▸ **Obiettivo dell'esercizio**: Scrivi il seguito del brano sull'Unione europea riportato qui sotto, partendo subito dopo la sua ultima frase.

=== Brano selezionato ===

Tanto più se si pensa che spesso i così detti paesi forti dell’Unione rimangono ben zitti quando fa loro comodo ma non esitano a mandare palesemente allo sbaraglio  i rappresentanti di quei paesi “amici”, come il premier olandese Mark Rutte, Presidente di turno della UE, alleato di Angela Merkel che, sulla spinosa questione degli aiuti dell’Ue alla Turchia per frenare l’esodo dei migranti siriani, ha dato di testa respingendo come incommentabile la proposta di Matteo Renzi soltanto perché il premier italiano ha chiesto giustamente che i fondi vengano prelevati dal fondo comunitario, con l’ulteriore severa vigilanza sull’effettivo utilizzo degli aiuti una volta ricevuti dalla Turchia.

Di fronte alla situazione attuale dell’Europa sulla cui scena si agitano questioni di una gravità enorme, dalle rivendicazioni di autonomie regionali come ad esempio in Spagna, dall’insorgere ben più preoccupante di autoritarismi  in quei paesi dell’est europeo, in particolare in Polonia, di recente ingresso nell’Unione, dal dramma dei migranti dalla Siria che stanno travolgendo le popolazioni e le città balcaniche, per tacere degli sbarchi sui nostri litorali, fino ai ben noti problemi della flessibilità e della crisi economica globale, i burocrati di Bruxelles dimostrano di non possedere neppure in minima percentuale quelle doti di capacità, disponibilità, comprensione, coraggio e spirito di iniziativa che caratterizzarono l’azione dei padri fondatori dell’EU.

=== Righe dei dati ===

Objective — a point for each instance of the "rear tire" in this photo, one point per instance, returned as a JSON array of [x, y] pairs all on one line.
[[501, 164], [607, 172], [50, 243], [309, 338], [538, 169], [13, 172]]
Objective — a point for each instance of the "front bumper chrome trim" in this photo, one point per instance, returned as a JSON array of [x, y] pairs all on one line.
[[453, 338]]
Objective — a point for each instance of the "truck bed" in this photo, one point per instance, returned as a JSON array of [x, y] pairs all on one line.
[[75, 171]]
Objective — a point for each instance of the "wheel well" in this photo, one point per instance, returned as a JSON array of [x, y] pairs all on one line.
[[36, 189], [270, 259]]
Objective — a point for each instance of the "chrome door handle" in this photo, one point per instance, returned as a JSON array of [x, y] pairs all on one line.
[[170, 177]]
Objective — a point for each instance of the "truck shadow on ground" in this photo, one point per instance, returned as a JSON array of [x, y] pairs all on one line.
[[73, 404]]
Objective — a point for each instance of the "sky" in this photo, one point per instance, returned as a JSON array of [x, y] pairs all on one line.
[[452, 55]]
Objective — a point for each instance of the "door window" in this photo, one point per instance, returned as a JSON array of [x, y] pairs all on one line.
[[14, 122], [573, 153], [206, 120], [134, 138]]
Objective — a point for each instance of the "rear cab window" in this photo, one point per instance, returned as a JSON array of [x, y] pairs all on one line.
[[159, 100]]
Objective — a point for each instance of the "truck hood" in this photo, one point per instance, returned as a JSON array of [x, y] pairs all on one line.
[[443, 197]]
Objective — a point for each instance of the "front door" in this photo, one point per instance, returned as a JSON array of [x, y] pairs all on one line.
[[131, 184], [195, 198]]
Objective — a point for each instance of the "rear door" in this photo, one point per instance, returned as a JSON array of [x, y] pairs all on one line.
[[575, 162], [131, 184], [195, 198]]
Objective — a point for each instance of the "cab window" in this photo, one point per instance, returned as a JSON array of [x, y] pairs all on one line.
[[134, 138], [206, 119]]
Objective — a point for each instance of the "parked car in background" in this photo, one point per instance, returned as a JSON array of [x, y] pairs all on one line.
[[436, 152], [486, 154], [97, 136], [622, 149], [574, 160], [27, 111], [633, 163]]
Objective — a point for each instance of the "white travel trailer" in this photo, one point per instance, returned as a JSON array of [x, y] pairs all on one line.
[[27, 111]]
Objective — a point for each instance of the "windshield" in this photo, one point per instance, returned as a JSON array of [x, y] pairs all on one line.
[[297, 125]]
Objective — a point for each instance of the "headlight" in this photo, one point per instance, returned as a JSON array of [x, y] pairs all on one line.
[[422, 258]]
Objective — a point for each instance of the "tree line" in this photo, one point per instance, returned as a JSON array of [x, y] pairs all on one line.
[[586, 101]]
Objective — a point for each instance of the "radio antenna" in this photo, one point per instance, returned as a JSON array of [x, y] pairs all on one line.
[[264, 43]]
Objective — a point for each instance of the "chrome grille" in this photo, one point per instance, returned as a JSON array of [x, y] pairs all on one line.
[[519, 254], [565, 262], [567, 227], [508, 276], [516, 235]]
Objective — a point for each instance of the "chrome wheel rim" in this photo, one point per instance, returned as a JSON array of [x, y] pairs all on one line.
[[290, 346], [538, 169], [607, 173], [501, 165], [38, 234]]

===

▸ **Risposta attesa**:
Né si venga a sostenere che quei politici avevano di fronte problemi meno gravi di quelli che oggi attraversano la scena politica internazionale. Basti pensare che l’equilibrio territoriale, politico ed economico di quei tempi era retto soltanto dalle minacce contrapposte di una guerra nucleare!

Forse, alla luce di tali considerazioni, i burocrati di Bruxelles dovrebbero fare ammenda anziché adontarsi per una presunta lesa maestà da parte di chi, pur senza assumere iniziative eclatanti, rifiuta di rimanere in silenzio e fa della denuncia un’arma di metodo politico che dovrebbe essere supportato anche da altri paesi come ad esempio la Francia e la Spagna.

Non è senza motivo che proprio dalla Francia si è levata qualche voce, molto timida per la verità, a sostenere che, in realtà, il governo Renzi non ha tutti i torti a chiedere a gran voce maggiore flessibilità e lungimiranza politica da parte dell’Europa se si vuole che, se non tutti, almeno una buona parte dei problemi attuali  più gravi vengano affrontati con qualche possibilità di successo.

Attendere ancora supinamente di affrontare realisticamente gli ostacoli che impediscono la piena e dinamica espressione di una vera unione continentale europea in nome della vuota e sola pretesa verbale di una unità d’intenti fine a sé stessa, come vorrebbe la nostra ineffabile Federica Mogherini, Alto rappresentante europeo per la politica estera, sarebbe la fine non soltanto dell’Europa Unita ma anche di buona parte del mondo occidentale.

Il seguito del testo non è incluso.